## [WHAT THIS TASK INVOLVES]
Present the lines below as a numbered list, omitting any blank lines.

## [LISTING]
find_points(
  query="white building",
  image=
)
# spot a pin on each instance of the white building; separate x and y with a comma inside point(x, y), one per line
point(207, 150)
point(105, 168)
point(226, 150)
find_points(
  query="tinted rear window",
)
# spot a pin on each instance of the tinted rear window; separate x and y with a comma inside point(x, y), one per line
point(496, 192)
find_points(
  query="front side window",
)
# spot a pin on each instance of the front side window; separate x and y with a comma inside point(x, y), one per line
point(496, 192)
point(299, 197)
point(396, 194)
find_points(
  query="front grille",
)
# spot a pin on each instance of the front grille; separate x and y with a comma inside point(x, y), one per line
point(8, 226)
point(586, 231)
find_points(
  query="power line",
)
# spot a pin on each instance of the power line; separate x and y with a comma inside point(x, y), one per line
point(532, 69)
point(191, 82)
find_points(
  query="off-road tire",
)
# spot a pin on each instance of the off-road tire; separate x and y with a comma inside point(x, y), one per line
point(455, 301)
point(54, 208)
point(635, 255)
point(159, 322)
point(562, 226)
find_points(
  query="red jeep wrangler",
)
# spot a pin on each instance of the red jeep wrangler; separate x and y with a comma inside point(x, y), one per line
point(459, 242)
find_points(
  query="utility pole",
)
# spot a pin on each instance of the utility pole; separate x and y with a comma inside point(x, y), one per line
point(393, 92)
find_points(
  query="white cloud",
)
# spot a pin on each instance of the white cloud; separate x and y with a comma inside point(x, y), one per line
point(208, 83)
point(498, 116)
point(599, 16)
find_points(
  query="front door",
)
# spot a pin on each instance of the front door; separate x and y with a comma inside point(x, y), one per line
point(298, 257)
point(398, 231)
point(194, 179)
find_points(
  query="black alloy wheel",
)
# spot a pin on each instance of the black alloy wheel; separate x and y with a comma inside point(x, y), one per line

## [THE REPLY]
1. find_points(
2.   query="white building",
3.   image=
4. )
5. # spot a pin on each instance of the white building; separate x and y with a comma inside point(x, y), one per line
6. point(207, 150)
7. point(105, 168)
8. point(226, 150)
9. find_points(
10.   query="tinted rear window",
11. )
12. # spot a pin on each instance of the tinted rear window; separate x and y with a comma inside point(x, y), one per line
13. point(496, 192)
14. find_points(
15.   query="front side window",
16. )
17. # spot a pin on each instance of the front side window; separate x and y with a comma inside point(x, y), one per line
18. point(496, 192)
19. point(299, 197)
20. point(396, 194)
21. find_points(
22.   query="front grille",
23. )
24. # spot a pin on each instance of the front grille; separate x and y with a comma inside point(x, y), one per line
25. point(8, 226)
26. point(586, 231)
27. find_points(
28.   query="power line",
29. )
30. # spot a pin on each instance of the power line; separate x and y with a comma inside point(x, y), one per line
31. point(532, 69)
32. point(191, 82)
33. find_points(
34.   query="off-road tire",
35. )
36. # spot a pin on each instance of the off-road tire; separate x and y with a comma inside point(x, y), one per line
37. point(455, 301)
38. point(54, 208)
39. point(635, 255)
40. point(159, 322)
41. point(562, 226)
42. find_points(
43.   query="red jeep wrangler",
44. )
45. # spot a pin on each instance of the red jeep wrangler; separate x and y with a comma inside point(x, y), one per line
46. point(459, 242)
47. find_points(
48.   query="utility pole",
49. )
50. # spot a pin on each instance of the utility pole; separate x and y with a comma inside point(x, y), one per line
51. point(393, 92)
52. find_points(
53.   query="white cloud",
54. )
55. # spot a pin on each instance of the white cloud; separate x and y with a comma inside point(x, y), one per line
56. point(208, 83)
57. point(498, 116)
58. point(599, 16)
59. find_points(
60.   query="front door",
61. )
62. # spot a pin on each instance of the front door; separate x and y with a comma inside point(x, y), one per line
63. point(298, 257)
64. point(398, 231)
65. point(194, 179)
66. find_points(
67.   query="black alloy wheel",
68. )
69. # spot a pin on each instance of the black alloy wheel; separate x and y with a comma inside point(x, y), one per line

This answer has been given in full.